→ **BRANO**
--*--

Il fatto che gli agenti riportano sul verbale di accertamento il più delle volte è sintetico e molto vago, ed alle volte è anche redatto con terminologie volutamente pesanti oppure omettendo degli avvenimenti importanti come il sequestro dell’attrezzatura. Come tutelarsi? Ecco alcuni semplici consigli.

Le terminologie volutamente pesanti utilizzate dagli agenti e messe per iscritto sul verbale, costituiscono di fatto aggravanti. Così come in ambito giornalistico, anche in ambito legale una parola apparentemente innocente può stravolgere completamente il messaggio veicolato, specie se a leggerlo sarà una persona che fino a quel momento è estranea ai fatti e che li può apprendere solo attraverso tali scritti. E’ ormai consolidato che i termini stravolgono la percezione del fatto. Si possono affermare dei fatti esattamente uguali pur utilizzando contesti che in qualche modo creano del valore aggiunto, aggravando o affievolendo la gravità dei fatti che non risultano più essere oggettivi.

Vorrei approfondire l’argomento riportando alcuni esempi molto eloquenti:

Esempio 1) FATTO: Marco ha una malattia della pelle.
Aggravante: Marco ha la scabbia.
Attenuante: Marco ha una dermatosi.

Tutte e tre le espressioni riferiscono esattamente il medesimo fatto, ossia che marco ha una malattia della pelle. Tuttavia l’idea che i tre esempi suscitano è totalmente differente. Utilizzare il termine “scabbia” dà un’accezione negativa e stomachevole del fatto, mentre utilizzare il termine “dermatosi” banalizza il fatto rendendolo quasi usuale.

Esempio 2) FATTO: un uomo non appartenente alla nazione ha sottratto beni ad un cittadino.
Aggravante: Extracomunitario scippa un malcapitato.
Attenuante: Canadese tenta il furto di oggetti di poco valore.

--*--

→ **DATI FORNITI**
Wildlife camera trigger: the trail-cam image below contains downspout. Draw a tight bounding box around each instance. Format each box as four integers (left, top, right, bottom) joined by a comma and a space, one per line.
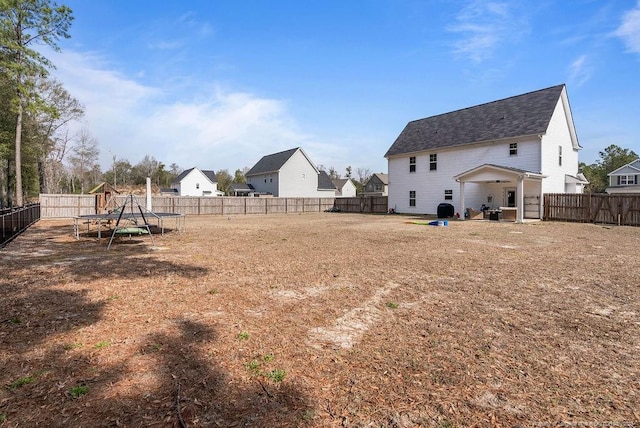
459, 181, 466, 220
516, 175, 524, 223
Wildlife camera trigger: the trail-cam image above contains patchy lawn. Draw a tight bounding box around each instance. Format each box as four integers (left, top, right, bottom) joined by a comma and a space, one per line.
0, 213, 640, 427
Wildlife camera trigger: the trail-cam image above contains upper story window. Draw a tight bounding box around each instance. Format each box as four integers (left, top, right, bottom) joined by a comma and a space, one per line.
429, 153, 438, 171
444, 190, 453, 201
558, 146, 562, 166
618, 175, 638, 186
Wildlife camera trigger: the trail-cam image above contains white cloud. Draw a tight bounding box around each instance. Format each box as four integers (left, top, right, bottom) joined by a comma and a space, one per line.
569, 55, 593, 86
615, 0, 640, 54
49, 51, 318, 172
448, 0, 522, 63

--*--

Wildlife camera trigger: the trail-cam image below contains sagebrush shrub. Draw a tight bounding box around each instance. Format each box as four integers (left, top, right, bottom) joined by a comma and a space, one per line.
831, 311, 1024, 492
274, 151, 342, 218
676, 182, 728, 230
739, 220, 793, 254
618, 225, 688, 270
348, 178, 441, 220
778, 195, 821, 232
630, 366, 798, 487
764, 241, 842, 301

--*--

→ **VERIFICA COMPRENSIONE**
a – Elenca tutte le frasi che il brano indica come «Aggravante» o come «Attenuante».
b – Riporta dal brano il testo compreso tra "Tutte e tre" e "ad un cittadino.", estremi inclusi.
c – Secondo il brano, quale avvenimento importante a volte non viene scritto nel verbale?

→ **SOLUZIONI**
a –
- Marco ha la scabbia. (Aggravante)
- Marco ha una dermatosi. (Attenuante)
- Extracomunitario scippa un malcapitato. (Aggravante)
- Canadese tenta il furto di oggetti di poco valore. (Attenuante)

b –
Tutte e tre le espressioni riferiscono esattamente il medesimo fatto, ossia che marco ha una malattia della pelle. Tuttavia l’idea che i tre esempi suscitano è totalmente differente. Utilizzare il termine “scabbia” dà un’accezione negativa e stomachevole del fatto, mentre utilizzare il termine “dermatosi” banalizza il fatto rendendolo quasi usuale.

Esempio 2) FATTO: un uomo non appartenente alla nazione ha sottratto beni ad un cittadino.

c – Il sequestro dell’attrezzatura.